::: Data provided
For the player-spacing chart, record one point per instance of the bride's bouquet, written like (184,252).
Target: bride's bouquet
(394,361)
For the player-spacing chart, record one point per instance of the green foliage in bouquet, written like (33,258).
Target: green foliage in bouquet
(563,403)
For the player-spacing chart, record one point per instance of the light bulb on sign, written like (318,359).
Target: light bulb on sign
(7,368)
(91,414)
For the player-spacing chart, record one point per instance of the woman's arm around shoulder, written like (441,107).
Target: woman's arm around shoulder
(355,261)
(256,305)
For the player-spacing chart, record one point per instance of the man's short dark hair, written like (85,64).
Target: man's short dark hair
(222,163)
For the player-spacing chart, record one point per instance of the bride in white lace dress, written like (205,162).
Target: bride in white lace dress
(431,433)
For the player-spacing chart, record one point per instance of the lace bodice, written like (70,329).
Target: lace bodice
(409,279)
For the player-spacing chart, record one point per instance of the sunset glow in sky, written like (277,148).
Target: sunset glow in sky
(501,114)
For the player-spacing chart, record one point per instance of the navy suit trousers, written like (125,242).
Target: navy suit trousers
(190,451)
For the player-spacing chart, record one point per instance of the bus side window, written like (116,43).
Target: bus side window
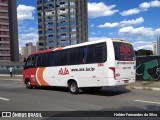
::::::
> [Requirements] Starting at the line that contains "written like (70,329)." and running through the end of the records, write those lines out again with "player-spacing chart" swapped for "position chart" and nothing else altered. Omit the pictures from your answer.

> [Response]
For the position chart, record one point per instance of the lace bodice, written like (70,329).
Target: lace bodice
(409,279)
For the position chart, record one point per instance of the sunset glow in sky, written like (277,148).
Target: sunset glow in sky
(501,114)
For the position chart, record one point per instance of the navy suit trousers, written like (125,242).
Target: navy suit trousers
(190,451)
For the position chart, record one point per instance of the bus side window, written like (116,43).
Target: bus side window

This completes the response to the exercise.